### ARBEITSAUFTRAG 1:
Beantworte zum Text über Mensch und Tier diese drei Fragen:
(a) Worin haben die Probleme laut Text meist ihre Ursache, auch wenn sie vom Tier ausgehen?
(b) Welches Tierbeispiel wird genannt?
(c) Was führt bei diesem Beispiel in der Regel zu den Vorkommnissen?
### ARBEITSAUFTRAG 2:
Knüpf an den Text über Mensch und Tier an und schreib ihn nach seinem letzten Satz weiter.

### TEXTAUSZUG:
· · · ·
Und dennoch, trotz dieses hohen Grades an gegenseitiger Anpassung zwischen Mensch und Tier gibt es auch immer wieder Probleme zwischen beiden, nicht immer freilich sind hier die Tiere der Verursacher. Häufiger sogar ist es der Fall, dass die Probleme (aus menschlicher Perspektive) zwar vom Tier ausgehen, ihre Ursache haben sie aber dennoch meist in falschen Verhaltensweisen des Menschen, worauf die Tiere dann entsprechend unangenehm reagieren können. Bissige Hunde mögen hier als kurzes Beispiel angeführt sein, hier ist es in der Regel die Erziehung oder auch eine im Vorfeld fragliche Eigenschaften begünstigende Zuchtauswahl, welche zu teils erheblichen Vorkommnissen führt.
· · · ·
### DATENAUSZUG:

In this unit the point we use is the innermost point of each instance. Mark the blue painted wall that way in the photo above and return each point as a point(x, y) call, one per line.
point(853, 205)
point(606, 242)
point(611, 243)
· · · ·
### LÖSUNG 1:
(a) In falschen Verhaltensweisen des Menschen, auf die die Tiere dann entsprechend unangenehm reagieren können.
(b) Bissige Hunde.
(c) Die Erziehung oder auch eine Zuchtauswahl, die schon im Vorfeld fragliche Eigenschaften begünstigt.

### LÖSUNG 2:
Andere Probleme, wie z.B. gesundheitliche Einschränkungen, die manche Haustierrassen aufweisen, wurden freilich ebenso durch Menschen verursacht. Nicht zuletzt ist es aber auch ein in Maßen natürlicher Vorgang, dass es im Zusammenleben zwischen (Haus-) Tieren und Menschen zu Differenzen kommen kann. Kommunikation über Artgrenzen hinweg funktioniert nie einwandfrei, vor allem dann nicht, wenn auf der einen der beiden Seiten der Mensch steht, der Tiere vermenschlicht und auf emotionale Art tierisches Verhalten interpretiert. Hier sind Missverständnisse vorprogrammiert.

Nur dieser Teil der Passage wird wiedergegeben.